#### Required work
Change the entries starting at the line that contains "above contains grass" and ending at the line that contains "440, 342, 556, 390" by replacing "trail-cam image" with "camera-trap image" and leaving all else unchanged. Give back only those lines.

#### Data shown
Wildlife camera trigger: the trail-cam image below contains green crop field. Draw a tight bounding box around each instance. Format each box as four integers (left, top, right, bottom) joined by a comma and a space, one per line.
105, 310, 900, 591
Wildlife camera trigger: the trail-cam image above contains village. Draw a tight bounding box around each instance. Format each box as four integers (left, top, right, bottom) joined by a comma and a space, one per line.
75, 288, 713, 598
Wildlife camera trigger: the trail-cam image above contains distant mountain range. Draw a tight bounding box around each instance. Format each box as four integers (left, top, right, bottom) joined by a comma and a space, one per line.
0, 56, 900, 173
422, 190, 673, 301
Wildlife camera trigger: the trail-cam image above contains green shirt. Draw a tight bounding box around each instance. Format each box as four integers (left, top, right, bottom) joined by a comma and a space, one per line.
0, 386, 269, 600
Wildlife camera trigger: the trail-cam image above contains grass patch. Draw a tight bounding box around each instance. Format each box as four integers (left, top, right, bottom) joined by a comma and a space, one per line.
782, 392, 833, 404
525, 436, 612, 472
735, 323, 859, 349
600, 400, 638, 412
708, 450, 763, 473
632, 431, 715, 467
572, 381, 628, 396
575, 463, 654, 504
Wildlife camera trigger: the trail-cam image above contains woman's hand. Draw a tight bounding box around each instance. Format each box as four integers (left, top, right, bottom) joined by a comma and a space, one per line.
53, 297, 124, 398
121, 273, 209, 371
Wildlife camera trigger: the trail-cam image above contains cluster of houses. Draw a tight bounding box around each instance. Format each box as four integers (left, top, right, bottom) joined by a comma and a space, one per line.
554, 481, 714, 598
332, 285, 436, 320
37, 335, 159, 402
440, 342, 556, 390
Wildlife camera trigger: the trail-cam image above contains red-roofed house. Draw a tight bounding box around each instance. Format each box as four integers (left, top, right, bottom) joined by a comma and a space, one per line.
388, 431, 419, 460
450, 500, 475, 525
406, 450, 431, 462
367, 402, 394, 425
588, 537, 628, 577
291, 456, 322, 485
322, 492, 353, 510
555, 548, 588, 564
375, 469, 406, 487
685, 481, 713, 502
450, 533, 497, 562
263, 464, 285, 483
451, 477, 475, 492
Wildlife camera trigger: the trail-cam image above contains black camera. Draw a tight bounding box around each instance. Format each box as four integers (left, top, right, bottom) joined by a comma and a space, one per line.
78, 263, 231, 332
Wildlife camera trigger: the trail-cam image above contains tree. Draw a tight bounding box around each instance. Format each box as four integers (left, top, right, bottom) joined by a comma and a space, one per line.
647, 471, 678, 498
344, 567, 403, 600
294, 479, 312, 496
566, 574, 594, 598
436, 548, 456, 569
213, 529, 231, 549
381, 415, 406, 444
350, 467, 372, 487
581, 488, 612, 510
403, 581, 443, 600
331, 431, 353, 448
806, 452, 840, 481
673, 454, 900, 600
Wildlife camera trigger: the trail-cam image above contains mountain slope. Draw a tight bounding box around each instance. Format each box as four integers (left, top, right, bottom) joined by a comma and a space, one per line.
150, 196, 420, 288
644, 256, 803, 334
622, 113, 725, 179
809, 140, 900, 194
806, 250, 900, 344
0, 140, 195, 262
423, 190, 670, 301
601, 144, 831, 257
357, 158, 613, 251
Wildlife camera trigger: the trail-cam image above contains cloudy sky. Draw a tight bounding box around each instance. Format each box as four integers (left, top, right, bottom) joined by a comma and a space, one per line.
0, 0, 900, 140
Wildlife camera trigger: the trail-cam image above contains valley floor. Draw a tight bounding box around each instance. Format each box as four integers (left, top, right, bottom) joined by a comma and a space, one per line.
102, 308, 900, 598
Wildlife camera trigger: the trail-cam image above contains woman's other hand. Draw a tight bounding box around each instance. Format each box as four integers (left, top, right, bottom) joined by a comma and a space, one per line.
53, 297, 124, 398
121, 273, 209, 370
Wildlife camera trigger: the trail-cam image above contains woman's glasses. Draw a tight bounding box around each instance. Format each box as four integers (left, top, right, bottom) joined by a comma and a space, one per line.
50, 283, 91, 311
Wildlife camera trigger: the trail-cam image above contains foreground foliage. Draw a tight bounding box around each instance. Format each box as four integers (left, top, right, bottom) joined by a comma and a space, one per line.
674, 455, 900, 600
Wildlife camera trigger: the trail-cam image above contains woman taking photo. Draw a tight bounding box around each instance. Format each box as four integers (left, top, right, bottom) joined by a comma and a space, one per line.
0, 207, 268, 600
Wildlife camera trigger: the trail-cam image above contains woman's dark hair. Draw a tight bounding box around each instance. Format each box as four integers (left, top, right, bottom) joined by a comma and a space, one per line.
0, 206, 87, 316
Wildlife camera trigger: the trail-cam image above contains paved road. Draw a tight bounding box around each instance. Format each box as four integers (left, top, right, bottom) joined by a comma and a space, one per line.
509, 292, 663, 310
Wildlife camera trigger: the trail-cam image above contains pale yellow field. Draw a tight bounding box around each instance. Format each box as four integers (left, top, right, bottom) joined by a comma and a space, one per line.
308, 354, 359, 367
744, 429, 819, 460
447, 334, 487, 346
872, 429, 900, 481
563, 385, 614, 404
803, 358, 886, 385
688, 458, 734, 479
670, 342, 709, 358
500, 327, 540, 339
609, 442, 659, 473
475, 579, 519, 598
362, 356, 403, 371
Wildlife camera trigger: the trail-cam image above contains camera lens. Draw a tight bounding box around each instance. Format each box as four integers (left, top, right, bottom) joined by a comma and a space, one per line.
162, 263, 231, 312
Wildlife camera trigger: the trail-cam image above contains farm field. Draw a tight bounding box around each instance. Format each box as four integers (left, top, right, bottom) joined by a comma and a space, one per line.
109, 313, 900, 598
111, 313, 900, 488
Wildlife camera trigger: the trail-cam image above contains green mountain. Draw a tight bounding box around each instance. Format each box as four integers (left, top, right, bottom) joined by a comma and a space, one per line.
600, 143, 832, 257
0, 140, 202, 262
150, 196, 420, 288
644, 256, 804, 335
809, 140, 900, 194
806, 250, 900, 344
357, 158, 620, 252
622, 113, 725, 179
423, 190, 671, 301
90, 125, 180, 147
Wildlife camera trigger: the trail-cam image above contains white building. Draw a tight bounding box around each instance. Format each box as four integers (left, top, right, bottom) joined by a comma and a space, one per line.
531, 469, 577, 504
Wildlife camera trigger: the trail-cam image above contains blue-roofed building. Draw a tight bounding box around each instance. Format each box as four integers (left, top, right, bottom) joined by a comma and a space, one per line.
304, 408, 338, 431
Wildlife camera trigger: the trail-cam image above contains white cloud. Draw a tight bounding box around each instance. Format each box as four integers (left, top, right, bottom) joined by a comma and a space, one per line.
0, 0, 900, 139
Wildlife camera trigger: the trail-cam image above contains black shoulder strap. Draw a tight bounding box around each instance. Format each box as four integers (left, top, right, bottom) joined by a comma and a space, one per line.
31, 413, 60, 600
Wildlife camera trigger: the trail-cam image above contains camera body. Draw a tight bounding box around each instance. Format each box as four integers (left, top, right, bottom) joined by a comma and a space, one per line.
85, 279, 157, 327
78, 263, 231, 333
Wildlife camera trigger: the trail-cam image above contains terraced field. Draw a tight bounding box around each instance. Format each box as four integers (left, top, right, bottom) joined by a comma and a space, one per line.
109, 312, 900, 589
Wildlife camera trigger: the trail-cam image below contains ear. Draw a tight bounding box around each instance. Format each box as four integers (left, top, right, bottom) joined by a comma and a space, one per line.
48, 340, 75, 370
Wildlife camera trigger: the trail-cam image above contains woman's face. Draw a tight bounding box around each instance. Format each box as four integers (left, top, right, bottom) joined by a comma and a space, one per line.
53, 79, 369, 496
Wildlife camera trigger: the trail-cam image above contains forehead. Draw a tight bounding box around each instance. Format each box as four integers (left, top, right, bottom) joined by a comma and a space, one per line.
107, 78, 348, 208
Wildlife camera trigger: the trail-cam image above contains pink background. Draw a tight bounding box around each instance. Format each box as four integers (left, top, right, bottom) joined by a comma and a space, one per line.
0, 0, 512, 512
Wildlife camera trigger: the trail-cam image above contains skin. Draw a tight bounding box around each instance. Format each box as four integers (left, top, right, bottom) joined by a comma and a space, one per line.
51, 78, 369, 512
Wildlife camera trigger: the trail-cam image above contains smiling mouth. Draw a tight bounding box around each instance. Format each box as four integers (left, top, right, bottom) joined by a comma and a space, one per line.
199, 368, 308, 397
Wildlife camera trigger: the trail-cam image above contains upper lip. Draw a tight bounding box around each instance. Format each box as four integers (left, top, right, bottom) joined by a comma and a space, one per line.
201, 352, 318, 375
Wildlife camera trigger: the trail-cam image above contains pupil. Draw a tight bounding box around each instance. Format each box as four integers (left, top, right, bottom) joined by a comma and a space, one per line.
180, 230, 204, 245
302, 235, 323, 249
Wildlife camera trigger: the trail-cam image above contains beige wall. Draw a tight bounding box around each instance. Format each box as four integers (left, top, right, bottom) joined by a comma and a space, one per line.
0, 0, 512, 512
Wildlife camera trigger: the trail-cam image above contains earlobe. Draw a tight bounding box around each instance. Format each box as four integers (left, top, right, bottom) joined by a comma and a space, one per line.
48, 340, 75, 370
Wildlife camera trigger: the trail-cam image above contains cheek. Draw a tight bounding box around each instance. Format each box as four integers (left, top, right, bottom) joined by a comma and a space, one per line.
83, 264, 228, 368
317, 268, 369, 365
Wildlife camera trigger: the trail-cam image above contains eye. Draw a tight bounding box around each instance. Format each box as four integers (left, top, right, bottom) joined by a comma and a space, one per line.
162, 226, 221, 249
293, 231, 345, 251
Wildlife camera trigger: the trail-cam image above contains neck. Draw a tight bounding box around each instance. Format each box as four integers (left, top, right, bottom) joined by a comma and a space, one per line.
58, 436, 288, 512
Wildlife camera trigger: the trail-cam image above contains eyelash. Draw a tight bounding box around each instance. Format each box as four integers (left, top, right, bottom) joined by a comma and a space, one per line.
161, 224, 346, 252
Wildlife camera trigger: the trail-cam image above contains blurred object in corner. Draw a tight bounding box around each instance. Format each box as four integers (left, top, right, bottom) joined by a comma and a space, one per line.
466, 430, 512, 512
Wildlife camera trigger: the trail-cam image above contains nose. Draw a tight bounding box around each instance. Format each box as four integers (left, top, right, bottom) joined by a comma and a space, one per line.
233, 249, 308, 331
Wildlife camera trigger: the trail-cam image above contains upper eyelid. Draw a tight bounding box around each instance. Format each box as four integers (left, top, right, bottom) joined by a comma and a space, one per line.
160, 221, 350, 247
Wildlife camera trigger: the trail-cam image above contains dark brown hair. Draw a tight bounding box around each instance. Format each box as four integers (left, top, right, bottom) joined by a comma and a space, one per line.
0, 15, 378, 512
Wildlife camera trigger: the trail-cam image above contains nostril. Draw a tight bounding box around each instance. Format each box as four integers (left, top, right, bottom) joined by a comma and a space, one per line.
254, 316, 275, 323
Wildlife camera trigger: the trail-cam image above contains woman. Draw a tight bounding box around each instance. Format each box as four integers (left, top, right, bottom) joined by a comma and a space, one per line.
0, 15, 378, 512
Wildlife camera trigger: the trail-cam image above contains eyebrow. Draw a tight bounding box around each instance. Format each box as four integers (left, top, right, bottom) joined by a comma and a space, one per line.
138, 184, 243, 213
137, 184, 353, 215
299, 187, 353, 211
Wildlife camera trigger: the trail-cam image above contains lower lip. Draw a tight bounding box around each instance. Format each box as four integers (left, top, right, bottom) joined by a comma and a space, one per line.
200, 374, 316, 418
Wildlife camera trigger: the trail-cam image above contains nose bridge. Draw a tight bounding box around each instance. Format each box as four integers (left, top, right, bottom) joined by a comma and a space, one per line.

#### Response
Wildlife camera trigger: the camera-trap image above contains grass patch. Draw a tight bounding box around each instance. Format each box as four integers (left, top, right, bottom) joined by a comma and a space, one per line.
782, 392, 833, 404
525, 436, 612, 472
735, 323, 859, 349
600, 400, 638, 412
708, 450, 763, 473
632, 431, 715, 467
572, 381, 628, 396
575, 463, 654, 504
Wildlife camera trigger: the camera-trap image above contains woman's hand. Draw a tight bounding box around each instance. Format each box as four integers (left, top, right, bottom) joined by a comma and a space, one per line.
53, 297, 124, 398
121, 273, 209, 371
Wildlife camera trigger: the camera-trap image above contains cluster of houses. Draw a tight bounding box around each instance. Format each box as four integers (left, top, right, bottom) joined by a comma and a space, one per line.
554, 481, 714, 598
332, 285, 436, 320
37, 335, 159, 402
440, 342, 556, 390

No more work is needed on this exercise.